Annotation dataset entries

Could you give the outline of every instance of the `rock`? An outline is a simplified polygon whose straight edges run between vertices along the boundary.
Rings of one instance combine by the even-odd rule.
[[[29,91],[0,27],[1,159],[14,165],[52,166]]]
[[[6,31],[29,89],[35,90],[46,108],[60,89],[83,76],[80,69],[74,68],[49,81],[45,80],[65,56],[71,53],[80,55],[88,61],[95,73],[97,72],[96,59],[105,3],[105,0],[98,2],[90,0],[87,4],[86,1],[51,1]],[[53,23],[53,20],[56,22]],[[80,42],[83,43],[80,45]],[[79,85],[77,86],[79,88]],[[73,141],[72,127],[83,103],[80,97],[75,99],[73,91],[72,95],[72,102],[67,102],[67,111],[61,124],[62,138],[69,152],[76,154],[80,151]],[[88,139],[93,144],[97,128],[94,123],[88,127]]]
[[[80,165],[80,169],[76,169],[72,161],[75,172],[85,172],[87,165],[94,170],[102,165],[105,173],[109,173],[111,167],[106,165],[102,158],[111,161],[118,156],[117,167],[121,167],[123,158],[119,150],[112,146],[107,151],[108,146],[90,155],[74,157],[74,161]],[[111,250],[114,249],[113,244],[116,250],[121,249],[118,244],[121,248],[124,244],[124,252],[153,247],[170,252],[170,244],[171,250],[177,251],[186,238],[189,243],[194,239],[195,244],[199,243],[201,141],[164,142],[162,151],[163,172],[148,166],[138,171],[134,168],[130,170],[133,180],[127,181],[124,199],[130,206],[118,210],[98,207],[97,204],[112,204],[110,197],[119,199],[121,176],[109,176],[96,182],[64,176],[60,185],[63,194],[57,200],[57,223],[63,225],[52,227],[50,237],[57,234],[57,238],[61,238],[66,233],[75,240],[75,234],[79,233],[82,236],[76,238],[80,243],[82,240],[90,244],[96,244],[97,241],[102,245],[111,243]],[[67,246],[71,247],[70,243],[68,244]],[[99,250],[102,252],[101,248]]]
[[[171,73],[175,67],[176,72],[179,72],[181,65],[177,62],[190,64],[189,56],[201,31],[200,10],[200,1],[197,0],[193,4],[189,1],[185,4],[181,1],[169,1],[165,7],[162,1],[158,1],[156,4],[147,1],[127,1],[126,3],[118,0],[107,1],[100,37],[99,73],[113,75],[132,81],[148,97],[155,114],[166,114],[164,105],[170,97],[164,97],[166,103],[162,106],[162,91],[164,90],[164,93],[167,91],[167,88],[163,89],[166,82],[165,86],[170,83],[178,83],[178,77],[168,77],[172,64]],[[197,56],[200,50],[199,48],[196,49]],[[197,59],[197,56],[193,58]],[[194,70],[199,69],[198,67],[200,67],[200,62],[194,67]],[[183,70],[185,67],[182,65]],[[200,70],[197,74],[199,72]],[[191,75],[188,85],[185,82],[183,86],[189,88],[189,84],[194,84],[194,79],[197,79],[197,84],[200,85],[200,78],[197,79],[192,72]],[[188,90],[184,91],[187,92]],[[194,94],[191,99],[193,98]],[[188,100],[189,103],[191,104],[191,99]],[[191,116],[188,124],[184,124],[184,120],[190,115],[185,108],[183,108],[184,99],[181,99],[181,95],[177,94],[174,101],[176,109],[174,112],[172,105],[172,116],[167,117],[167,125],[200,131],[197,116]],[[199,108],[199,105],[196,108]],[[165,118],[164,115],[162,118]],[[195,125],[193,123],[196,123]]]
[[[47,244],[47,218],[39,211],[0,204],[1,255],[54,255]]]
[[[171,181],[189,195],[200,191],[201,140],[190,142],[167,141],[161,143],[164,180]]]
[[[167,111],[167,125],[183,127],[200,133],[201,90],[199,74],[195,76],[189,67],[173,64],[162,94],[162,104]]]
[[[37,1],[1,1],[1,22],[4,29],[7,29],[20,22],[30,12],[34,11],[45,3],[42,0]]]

- _TASK DESCRIPTION_: Update the rows from the start of the records through the line containing "[[[29,91],[0,27],[1,159],[14,165],[52,166]]]" by replacing "vertices" with "corner points", leaving everything else unchanged.

- _SOLVED PROBLEM_:
Could you give the outline of every instance of the `rock`? An outline is a simplified polygon whose straight edges run between corner points along the boundary.
Rings of one instance combine by the even-odd rule.
[[[29,91],[0,27],[1,159],[14,165],[52,166]]]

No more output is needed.